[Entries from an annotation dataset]
== == ==
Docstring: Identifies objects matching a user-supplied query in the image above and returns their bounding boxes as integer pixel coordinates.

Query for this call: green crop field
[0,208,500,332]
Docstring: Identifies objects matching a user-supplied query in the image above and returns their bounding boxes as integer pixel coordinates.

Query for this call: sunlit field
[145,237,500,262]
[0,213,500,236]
== == ==
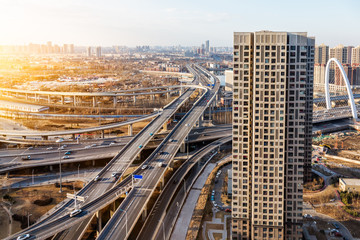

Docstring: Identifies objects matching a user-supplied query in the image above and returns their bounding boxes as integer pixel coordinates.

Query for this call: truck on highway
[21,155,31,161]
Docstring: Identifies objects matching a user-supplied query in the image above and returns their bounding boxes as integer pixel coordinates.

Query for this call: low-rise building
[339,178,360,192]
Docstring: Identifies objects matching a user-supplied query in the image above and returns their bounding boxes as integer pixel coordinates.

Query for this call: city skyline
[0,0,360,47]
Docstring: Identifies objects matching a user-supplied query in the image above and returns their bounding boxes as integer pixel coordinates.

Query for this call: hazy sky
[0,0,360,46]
== == ==
### What needs to be done
Count the lines in the rows above that contain the string "field", treating uppercase and lowercase as different, and reply with the number alone.

### Worked answer
2